**Выбранный текст:**
*****

Теряется способность вообще произносить на театре, и понимать длинные мысли, и
донести до зрителей что-либо вообще становится проблемой.
Требуются короткие фразы, короткие мысли. Лучше вообще не мысли, а трюизмы или
гэги. Ради быстроты мысль обрывается, не успев начаться. Все сказывается на
театре – на том, как играют, как думают, как говорят, чем заполнены глаза.
– Художников
сначала затаскивали во власть, потом они сами пошли. Потом Евтушенко пришел к
выводу: «Дай Бог не вляпаться во власть». Художники ушли из политики – «это не
наше, это грязное дело». Сейчас вновь становится актуальным вопрос
взаимоотношений художника и власти. Художники сами втягиваются в политику, в
какие-то общественные дела – то надо
защищать исторический центр Петербурга, то бороться против ЕГЭ. Насколько
художник может быть независимым?
– Любой
художник – прежде всего человек, а любой человек зависит от государства, даже
самого демократического. Вспомним великого Чаплина, выкинутого из американского
кино комиссией Маккарти, вспомним великого Бергмана, у которого история с
налогами отняла несколько лет жизни, нервов и творчества, вспомним и нашего
Васильева, замечательного режиссера, не нашедшего общий язык с представителями
властей Москвы, вытолкнутого из созданного им театра, кстати построенного
специально для Васильева этой же московской властью, за что ей большое спасибо.
Ведь государство, власть – это люди, прежде всего люди, а зависимость человека
от человека никто еще не отменял и отменить не сможет. Да и роль
бюрократической и чиновничьей точки зрения сегодня даже в Европе резко увеличивается
день ото дня. Это ведь они, чиновники, решают – дать театру денег или нет,
назначить крупную личность директором театра или пристроить личность поменьше.
А уж в государствах, только пытающихся стремиться к демократии или просто
авторитарных, не будем говорить уж о тоталитаризме, память об этом кошмаре живет
у каждого из нас в нервных клетках, в любой момент могут вытащить «за ушко да
на солнышко», и это солнце может оказаться смертельно обжигающим или леденящим
до ужаса.
Парадокс, к
счастью, лишь в том, что, если художник действительно художник, а не имитатор-ремесленник, в момент творчества в нем «дышит почва и
судьба», он освобождается порой от оков себя самого и становится независим даже
от самого себя. Впрочем, все зависит опять же от глубины и ума самой личности.
Насколько личность свободна от общепринятых предрассудков, от господствующего
сегодня дурного вкуса, от денег, необходимых для личного комфорта, просто от
гипноза чужой силы и чужой власти. И т. д., и т. д., и прочее, и прочее.
Наконец, не
забудем, что именно государство, нанятое художником как гражданином, должно,
обязано охранять его безопасность, его покой, саму его возможность заниматься
творчеством; если государство не выполняет эти обязанности или выполняет плохо
– всяческая зависимость личности от чего бы то ни было резко возрастает. Впрочем,
у нас пока только еще пытается утвердиться такое понимание государства, а
господствует все-таки еще оставшееся от советских
времен восприятие государства как некоего независимого от гражданина фетиша,
которому гражданин – в данном случае скорее поданный или, точнее, слуга –
должен служить. Тут вопрос о любой человеческой независимости отпадает сам
собой.

*****

**Приведённые данные:**
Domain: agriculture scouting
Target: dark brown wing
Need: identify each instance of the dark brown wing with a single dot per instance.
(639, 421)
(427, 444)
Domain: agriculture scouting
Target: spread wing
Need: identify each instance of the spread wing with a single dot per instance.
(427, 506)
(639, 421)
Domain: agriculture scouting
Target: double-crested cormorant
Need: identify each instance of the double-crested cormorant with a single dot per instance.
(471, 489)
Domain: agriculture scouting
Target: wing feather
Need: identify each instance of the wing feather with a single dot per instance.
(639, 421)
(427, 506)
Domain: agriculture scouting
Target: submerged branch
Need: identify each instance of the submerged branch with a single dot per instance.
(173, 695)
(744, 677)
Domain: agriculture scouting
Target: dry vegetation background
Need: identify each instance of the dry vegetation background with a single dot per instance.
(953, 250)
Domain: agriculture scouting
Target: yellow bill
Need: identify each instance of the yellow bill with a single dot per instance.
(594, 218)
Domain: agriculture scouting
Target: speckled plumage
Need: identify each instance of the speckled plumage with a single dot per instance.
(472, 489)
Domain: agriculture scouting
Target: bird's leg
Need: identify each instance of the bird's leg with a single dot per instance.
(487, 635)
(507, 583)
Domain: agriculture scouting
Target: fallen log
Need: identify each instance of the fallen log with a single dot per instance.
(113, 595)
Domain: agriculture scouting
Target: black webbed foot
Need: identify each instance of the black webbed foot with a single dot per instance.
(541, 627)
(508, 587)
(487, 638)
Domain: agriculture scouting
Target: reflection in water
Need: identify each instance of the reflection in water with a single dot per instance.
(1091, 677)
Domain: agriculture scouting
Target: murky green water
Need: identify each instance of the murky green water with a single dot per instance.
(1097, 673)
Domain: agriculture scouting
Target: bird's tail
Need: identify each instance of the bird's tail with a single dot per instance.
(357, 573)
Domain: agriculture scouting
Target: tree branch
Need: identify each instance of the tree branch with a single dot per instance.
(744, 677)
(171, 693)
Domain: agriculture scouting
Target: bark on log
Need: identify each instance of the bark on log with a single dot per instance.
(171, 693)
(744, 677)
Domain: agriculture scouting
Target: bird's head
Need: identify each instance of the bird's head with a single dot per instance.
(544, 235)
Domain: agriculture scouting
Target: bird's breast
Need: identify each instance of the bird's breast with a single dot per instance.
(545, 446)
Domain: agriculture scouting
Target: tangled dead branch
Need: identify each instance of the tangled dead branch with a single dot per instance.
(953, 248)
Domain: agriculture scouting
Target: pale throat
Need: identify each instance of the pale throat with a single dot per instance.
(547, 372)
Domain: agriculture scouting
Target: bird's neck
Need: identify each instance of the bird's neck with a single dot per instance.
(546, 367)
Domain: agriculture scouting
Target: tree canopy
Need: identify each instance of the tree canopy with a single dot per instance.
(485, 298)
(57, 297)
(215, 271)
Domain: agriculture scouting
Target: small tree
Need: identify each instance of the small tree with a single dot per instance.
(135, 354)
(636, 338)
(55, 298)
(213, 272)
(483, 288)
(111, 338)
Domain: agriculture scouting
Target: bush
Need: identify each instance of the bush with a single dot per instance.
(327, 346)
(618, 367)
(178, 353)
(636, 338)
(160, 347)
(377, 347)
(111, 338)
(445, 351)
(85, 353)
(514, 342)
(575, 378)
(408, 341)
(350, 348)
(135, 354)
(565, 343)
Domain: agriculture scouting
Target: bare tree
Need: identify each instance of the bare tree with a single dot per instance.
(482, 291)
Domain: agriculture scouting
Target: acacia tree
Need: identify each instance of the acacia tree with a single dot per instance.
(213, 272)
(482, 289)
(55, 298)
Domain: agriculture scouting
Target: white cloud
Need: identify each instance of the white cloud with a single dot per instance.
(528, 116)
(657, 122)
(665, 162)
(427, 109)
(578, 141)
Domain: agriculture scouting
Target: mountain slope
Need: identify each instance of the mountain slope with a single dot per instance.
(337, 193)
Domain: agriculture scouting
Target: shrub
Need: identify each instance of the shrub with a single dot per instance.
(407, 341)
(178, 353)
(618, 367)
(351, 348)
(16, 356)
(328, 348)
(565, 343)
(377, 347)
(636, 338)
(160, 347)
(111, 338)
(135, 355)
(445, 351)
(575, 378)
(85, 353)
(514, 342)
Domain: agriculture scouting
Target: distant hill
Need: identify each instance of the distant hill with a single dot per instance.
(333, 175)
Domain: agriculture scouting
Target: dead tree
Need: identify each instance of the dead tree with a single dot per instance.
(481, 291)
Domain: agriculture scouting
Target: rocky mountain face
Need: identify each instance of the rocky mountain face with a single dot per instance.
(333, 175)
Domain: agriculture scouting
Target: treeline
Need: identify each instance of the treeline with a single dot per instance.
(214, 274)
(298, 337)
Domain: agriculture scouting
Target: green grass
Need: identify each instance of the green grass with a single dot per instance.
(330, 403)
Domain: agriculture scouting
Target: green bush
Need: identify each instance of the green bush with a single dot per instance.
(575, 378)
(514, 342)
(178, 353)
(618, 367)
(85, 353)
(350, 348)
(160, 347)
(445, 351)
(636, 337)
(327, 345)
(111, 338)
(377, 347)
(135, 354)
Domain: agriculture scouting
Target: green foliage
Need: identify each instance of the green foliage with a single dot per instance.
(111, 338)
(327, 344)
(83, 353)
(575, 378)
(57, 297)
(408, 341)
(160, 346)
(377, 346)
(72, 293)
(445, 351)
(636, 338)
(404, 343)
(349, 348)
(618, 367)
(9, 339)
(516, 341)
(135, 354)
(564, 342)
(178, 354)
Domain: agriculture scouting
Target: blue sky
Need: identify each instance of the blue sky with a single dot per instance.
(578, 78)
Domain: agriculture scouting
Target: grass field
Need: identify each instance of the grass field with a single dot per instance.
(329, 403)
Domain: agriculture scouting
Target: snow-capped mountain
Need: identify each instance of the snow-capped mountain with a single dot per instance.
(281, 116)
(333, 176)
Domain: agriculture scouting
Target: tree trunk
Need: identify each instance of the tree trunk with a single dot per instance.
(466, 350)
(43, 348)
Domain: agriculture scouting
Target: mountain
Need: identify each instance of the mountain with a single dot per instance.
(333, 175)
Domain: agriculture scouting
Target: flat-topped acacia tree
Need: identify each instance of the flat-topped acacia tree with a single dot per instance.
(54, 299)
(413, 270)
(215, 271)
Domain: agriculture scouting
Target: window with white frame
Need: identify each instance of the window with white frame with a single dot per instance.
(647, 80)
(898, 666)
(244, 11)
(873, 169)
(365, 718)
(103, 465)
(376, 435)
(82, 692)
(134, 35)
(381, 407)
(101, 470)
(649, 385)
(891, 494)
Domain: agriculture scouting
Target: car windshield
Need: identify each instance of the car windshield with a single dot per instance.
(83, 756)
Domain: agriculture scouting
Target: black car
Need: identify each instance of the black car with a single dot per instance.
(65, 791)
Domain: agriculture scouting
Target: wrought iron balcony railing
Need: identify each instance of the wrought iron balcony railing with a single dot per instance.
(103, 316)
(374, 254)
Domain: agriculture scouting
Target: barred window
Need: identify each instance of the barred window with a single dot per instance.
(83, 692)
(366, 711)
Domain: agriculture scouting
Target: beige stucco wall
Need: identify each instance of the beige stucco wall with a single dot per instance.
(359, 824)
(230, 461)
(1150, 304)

*****

Продолжите, пожалуйста, текст о художнике и власти, начав сразу после его последней фразы. Строки здесь не понадобятся.

**Ответ к заданию:**
Что
касается «художника во власти», здесь закономерность выявить очень сложно. Для
одного вполне естественно быть вдалеке от того, что дает власть. Другой по
свойству темперамента рвется, тянется, ему нравится, когда он ее осуществляет.
Мне же всегда казалось, что между художником и политиком есть абсолютно не
преодолеваемая изначальная экзистенциальная разница. Художник по определению
должен на все вопросы отвечать «не знаю». А политик на все вопросы должен
отвечать: знаю, вот так. Потому что если он скажет, что не знает, то кто его
будет выбирать? То есть тут сигнал об опасности: когда художник становится
политиком, он перестает быть художником. Так было и в советские времена,
незаметно людей втягивали – с речью выступить на Верховном Совете, с речью
выступить в ЦК. Думаю, что до конца жизни Кирилл Юрьевич Лавров, замечательный
артист, глубоко понимал, что исполнение роли Ленина, постоянное исполнение роли
«главного коммуниста» среди артистов, сильно навредило ему как художнику. Так
же как и Михаилу Александровичу Ульянову. По той же самой причине. Но
высказывать свои взгляды даже не столько по политическим, а по общественным
проблемам – это уже другой вопрос. Хотя мне кажется очень важным не влезать в
вопросы, которые вне твоей профессиональной компетенции. Просто я вправе
сказать об отношении к тому или другому вопросу с точки зрения моего понимания
нравственных и общечеловеческих постулатов.
Другое
дело, очень хотелось бы, чтобы в политику приходили люди, которые прошли мощное
художественное воспитание, потому что художественное воспитание – это
способность сомневаться. Политик должен говорить: «Я знаю», но испытывать все-таки глубокие сомнения, глубокие мучения и иметь смелость
иногда сказать, что я знаю, что все будет очень плохо. Черчилль когда в 40-м году возглавил правительство, и Англия тогда была
единственной страной, ведущей единоборство с фашистской Германией, в первой
своей публичной речи перед правительством сказал: я ничего не могу обещать вам,
кроме долгих лет пота, крови и тяжелого труда. Думаю, что его к этому мощному,
смелому для государственного деятеля высказыванию подготовила и та
художественная культура, которой он владел в полной мере. Интеллигенция во
власть может не ходить, но наличие интеллигентных политиков, мне кажется,
необходимо. И сегодня эта проблема актуальна и для нас, и для всего мира.